**Activity:** Your copy should contain exactly the lines from the start of the listing through the line that holds "positive clicks: (170, 78) (133, 3)", and no pictures.

**Data provided:**
◆ ◆ ◆

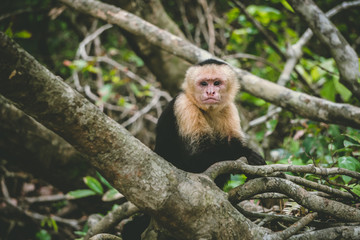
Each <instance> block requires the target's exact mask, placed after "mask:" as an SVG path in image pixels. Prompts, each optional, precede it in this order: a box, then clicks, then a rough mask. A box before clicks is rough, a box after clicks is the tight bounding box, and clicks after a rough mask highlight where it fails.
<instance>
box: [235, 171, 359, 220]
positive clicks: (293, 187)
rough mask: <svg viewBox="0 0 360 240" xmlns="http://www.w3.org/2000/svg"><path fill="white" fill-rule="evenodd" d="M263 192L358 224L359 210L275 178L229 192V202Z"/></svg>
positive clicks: (342, 219)
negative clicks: (357, 223)
mask: <svg viewBox="0 0 360 240" xmlns="http://www.w3.org/2000/svg"><path fill="white" fill-rule="evenodd" d="M263 192H279V193H283V194H286V195H287V196H289V197H290V198H292V199H293V200H294V201H296V202H297V203H298V204H300V205H302V206H304V207H305V208H308V209H309V210H312V211H316V212H319V213H324V214H328V215H330V216H333V217H336V218H338V219H342V220H343V221H349V222H360V210H359V209H356V208H354V207H351V206H348V205H346V204H343V203H340V202H337V201H333V200H330V199H326V198H323V197H319V196H314V195H311V194H309V192H308V191H306V190H305V189H303V188H301V187H300V186H298V185H296V184H294V183H292V182H291V181H289V180H286V179H281V178H275V177H266V178H256V179H252V180H250V181H248V182H246V183H245V184H244V185H241V186H239V187H236V188H234V189H232V190H230V191H229V201H230V202H232V203H234V204H235V203H236V202H239V201H243V200H246V199H249V198H250V197H251V196H253V195H255V194H259V193H263Z"/></svg>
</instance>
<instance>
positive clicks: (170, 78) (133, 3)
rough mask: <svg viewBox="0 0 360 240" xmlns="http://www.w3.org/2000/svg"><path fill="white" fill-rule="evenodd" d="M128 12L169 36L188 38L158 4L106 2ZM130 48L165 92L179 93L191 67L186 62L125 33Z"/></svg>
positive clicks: (149, 1) (116, 1) (174, 93)
mask: <svg viewBox="0 0 360 240" xmlns="http://www.w3.org/2000/svg"><path fill="white" fill-rule="evenodd" d="M104 2H107V3H110V4H113V5H114V6H118V7H121V8H123V9H124V10H127V11H129V12H131V13H133V14H135V15H137V16H139V17H141V18H143V19H144V20H146V21H148V22H150V23H152V24H154V25H156V26H158V27H159V28H161V29H164V30H167V31H169V32H170V33H172V34H174V35H176V36H179V37H181V38H185V36H184V34H183V33H182V32H181V30H180V29H179V27H178V26H177V25H176V24H175V23H174V22H173V21H172V19H171V18H170V17H169V16H168V15H167V13H166V11H165V10H164V8H163V6H162V4H161V2H160V1H159V0H150V1H144V0H141V1H130V0H107V1H104ZM124 35H125V36H126V38H127V40H128V42H129V44H130V45H131V46H132V48H133V49H134V51H135V52H136V54H138V55H139V56H140V57H141V58H142V59H143V60H144V62H145V64H146V66H147V67H148V68H149V69H150V70H151V72H152V73H153V74H154V75H155V76H156V78H157V79H158V81H159V82H160V83H161V84H162V86H163V88H164V89H166V90H167V91H169V92H170V93H172V94H173V95H174V94H175V93H177V92H178V91H179V86H180V83H181V82H182V80H183V79H184V75H185V71H186V69H187V68H188V67H189V66H190V64H189V63H187V62H186V61H185V60H183V59H181V58H179V57H177V56H174V55H172V54H171V53H169V52H166V51H164V50H162V49H161V48H158V47H157V46H154V45H152V44H151V43H149V42H148V41H147V40H146V39H144V38H143V37H142V36H139V35H136V34H131V33H128V32H124Z"/></svg>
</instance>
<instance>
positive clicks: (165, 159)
mask: <svg viewBox="0 0 360 240" xmlns="http://www.w3.org/2000/svg"><path fill="white" fill-rule="evenodd" d="M176 99H177V97H175V98H174V99H173V100H172V101H171V102H169V104H168V106H167V107H166V108H165V109H164V111H163V113H162V114H161V116H160V118H159V120H158V123H157V126H156V143H155V149H154V151H155V152H156V153H157V154H159V155H160V156H161V157H163V158H164V159H165V160H167V161H168V162H171V163H172V164H174V165H175V166H176V167H178V168H181V169H184V167H183V166H182V162H181V159H182V158H183V155H184V152H185V151H184V149H183V144H182V143H181V139H180V137H179V134H178V126H177V122H176V117H175V114H174V104H175V101H176Z"/></svg>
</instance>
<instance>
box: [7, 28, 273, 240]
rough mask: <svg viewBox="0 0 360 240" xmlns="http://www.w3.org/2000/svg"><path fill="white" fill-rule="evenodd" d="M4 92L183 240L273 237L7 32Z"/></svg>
mask: <svg viewBox="0 0 360 240" xmlns="http://www.w3.org/2000/svg"><path fill="white" fill-rule="evenodd" d="M0 93H1V94H3V95H4V96H5V97H7V98H9V99H11V101H13V102H16V103H17V104H18V105H19V106H20V108H21V109H22V110H23V111H25V112H26V113H27V114H29V115H31V116H33V117H34V118H36V119H37V120H38V121H40V122H41V123H42V124H43V125H44V126H46V127H48V128H49V129H52V130H53V131H55V132H56V133H57V134H59V135H60V136H62V137H63V138H64V139H65V140H67V141H68V142H69V143H70V144H72V145H73V146H75V147H76V148H77V149H78V150H79V151H80V152H81V153H83V154H84V155H85V156H86V157H87V159H89V161H90V162H91V164H92V165H93V166H94V167H96V168H97V169H98V170H99V172H100V173H101V174H102V175H103V176H104V177H105V178H106V179H107V180H108V181H109V182H110V183H111V184H112V185H113V186H114V187H115V188H116V189H117V190H119V191H120V192H121V193H122V194H123V195H124V196H125V197H126V198H127V199H128V200H129V201H131V202H132V203H134V204H135V205H136V206H137V207H139V209H141V210H144V211H145V212H146V213H147V214H149V215H151V216H152V217H154V218H155V219H156V220H157V222H158V223H159V224H160V225H161V226H162V227H164V228H166V229H167V230H169V232H171V234H172V235H173V236H176V238H180V239H194V236H195V238H199V239H200V238H205V239H208V238H210V239H211V238H213V239H216V238H221V237H225V238H227V239H239V238H241V237H245V238H248V239H258V238H262V236H263V235H264V234H265V232H266V231H267V230H265V229H262V228H259V227H258V226H256V225H255V224H254V223H252V222H251V221H250V220H248V219H247V218H245V217H244V216H243V215H242V214H240V213H239V212H238V211H237V210H236V209H235V208H234V207H233V206H232V205H231V203H230V202H229V201H228V200H227V197H226V194H225V193H223V192H222V191H221V190H220V189H218V188H217V187H216V185H215V184H214V183H213V182H212V181H211V180H210V179H209V178H208V177H204V176H203V175H199V174H191V173H186V172H184V171H181V170H179V169H176V168H175V167H174V166H172V165H171V164H170V163H168V162H167V161H165V160H163V159H162V158H160V157H159V156H158V155H156V154H155V153H154V152H153V151H151V150H150V149H149V148H147V147H146V146H145V145H143V144H142V143H141V142H140V141H139V140H137V139H136V138H134V137H133V136H132V135H131V134H130V133H129V132H128V131H126V129H125V128H123V127H122V126H120V125H119V124H118V123H116V122H115V121H114V120H112V119H111V118H109V117H108V116H106V115H105V114H104V113H102V112H101V111H100V110H99V109H98V108H97V107H96V106H94V105H93V104H92V103H90V102H89V101H88V100H86V99H85V98H84V97H83V96H82V95H81V94H79V93H77V92H76V91H74V90H73V89H72V88H71V87H70V86H69V85H67V84H66V83H64V82H63V81H62V79H61V78H59V77H56V76H54V75H53V74H51V72H50V71H48V70H47V69H46V68H45V67H44V66H42V65H41V64H39V63H38V62H37V61H36V60H35V59H34V58H33V57H32V56H30V55H29V54H28V53H27V52H25V51H24V50H23V49H21V48H20V47H19V46H18V45H17V44H15V43H14V42H13V41H12V40H10V39H9V38H8V37H6V36H5V35H4V34H3V33H0ZM205 209H206V211H205ZM179 226H181V228H180V227H179Z"/></svg>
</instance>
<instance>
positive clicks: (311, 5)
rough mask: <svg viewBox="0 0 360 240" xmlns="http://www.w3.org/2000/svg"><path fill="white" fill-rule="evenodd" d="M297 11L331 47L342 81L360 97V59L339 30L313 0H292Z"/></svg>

◆ ◆ ◆

**Response area:**
Each <instance> block requires the target's exact mask, placed after "mask:" as an SVG path in image pixels. Prompts, each optional, precede it in this order: a box, then clicks, then a rough mask. A box before clicks is rough, a box after clicks is the tight bounding box, and clicks after a rough mask highlight where it fails.
<instance>
box: [235, 171, 359, 220]
positive clicks: (293, 187)
rough mask: <svg viewBox="0 0 360 240" xmlns="http://www.w3.org/2000/svg"><path fill="white" fill-rule="evenodd" d="M263 192L358 224L359 210L275 178L229 192V202Z"/></svg>
positive clicks: (342, 219)
negative clicks: (357, 223)
mask: <svg viewBox="0 0 360 240" xmlns="http://www.w3.org/2000/svg"><path fill="white" fill-rule="evenodd" d="M263 192H279V193H283V194H286V195H287V196H289V197H290V198H292V199H293V200H294V201H296V202H297V203H298V204H300V205H302V206H304V207H305V208H308V209H309V210H312V211H316V212H319V213H324V214H328V215H330V216H333V217H336V218H338V219H342V220H343V221H349V222H360V210H359V209H356V208H354V207H351V206H348V205H346V204H343V203H340V202H337V201H333V200H330V199H326V198H323V197H319V196H314V195H311V194H309V192H308V191H306V190H305V189H303V188H301V187H300V186H298V185H296V184H294V183H292V182H291V181H289V180H286V179H281V178H275V177H266V178H256V179H252V180H250V181H248V182H246V183H245V184H244V185H241V186H239V187H236V188H234V189H232V190H230V191H229V201H230V202H232V203H234V204H235V203H236V202H239V201H243V200H246V199H249V198H250V197H251V196H253V195H255V194H259V193H263Z"/></svg>
</instance>
<instance>
positive clicks: (170, 78) (133, 3)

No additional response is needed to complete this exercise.